Starting out

Starting out

IN this issue of the Maritime Advocate you can read how all maritime disputes referred to arbitration in London after January 31, 1997 are subject to a radical restatement of the law as set out in the new Arbitration Act 1996. And the commercial court in London has already been asked to consider two important points - when are arbitrations commenced, and how will the new test for a time extension to start proceedings under the Act be applied?

It is fundamental to establish when arbitration proceedings start, not least because of the need to stop time running under statute or under a contractual time bar provision. It is normal for parties seeking to start arbitration to send a notice to the other party. But what happens when a notice which is clearly intended to start arbitration proceedings is shown to be clearly deficient in some way?

We are indebted to London law firm Richards Butler which has drawn our attention to the case of Vosnoc Ltd v Trans Global Projects, which came before Judge Jack QC in the English commercial court at the end of July. In this case, the one-year time bar for the commencement of arbitration proceedings was about to expire when Vosnoc sent a message to TGP pointing out that, under the contract of affreightment, it was provided that all disputes should be referred to three London arbitrators, adding, "By this letter the dispute between our respective companies is referred to the three arbitrators in London..."

Vosnoc clearly intended to start arbitration proceedings, but apparently made no express request in the notice of arbitration for TGP to do anything. In fact arbitrators were not appointed by the parties until eighteen months after the letter was sent. Vosnoc argued that there was an implied reference to a notice to appoint by its express reference to the relevant clause in the contract of affreightment.

Judge Jack, however, ruled that something more had to be done than to request that the matter be referred to arbitration. A step had to be taken to get the arbitration under way, a step towards the appointment of a tribunal. In doing so, he chose not to follow earlier rulings by, among others, Lord Denning. This, is must be said, would not be a new sensation for Lord Denning.

This decision will have important implications in that it shows a disparity between English law and the UNCITRAL model law, which will not best please parties in other jurisdictions where the model law applies who might fall foul of the English system.

[MATERIAL PROVIDED]

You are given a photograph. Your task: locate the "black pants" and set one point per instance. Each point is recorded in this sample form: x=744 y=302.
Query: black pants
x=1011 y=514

[PROBLEM DESCRIPTION] List every company or law firm that the article about London maritime arbitration names.

[ANSWER TO THE PROBLEM] Richards Butler, Vosnoc Ltd, Trans Global Projects (TGP)